MATERIAL PROVIDED:

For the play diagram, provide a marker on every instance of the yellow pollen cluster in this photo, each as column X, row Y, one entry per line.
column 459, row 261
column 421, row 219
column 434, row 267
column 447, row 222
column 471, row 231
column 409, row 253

BRIEF: Restate each record above word for word.

SOLUTION TO THIS EXERCISE:
For the play diagram, provide a marker on every instance of the yellow pollen cluster in this photo, each as column X, row Y, one entry per line.
column 459, row 261
column 421, row 219
column 434, row 267
column 447, row 222
column 471, row 231
column 409, row 253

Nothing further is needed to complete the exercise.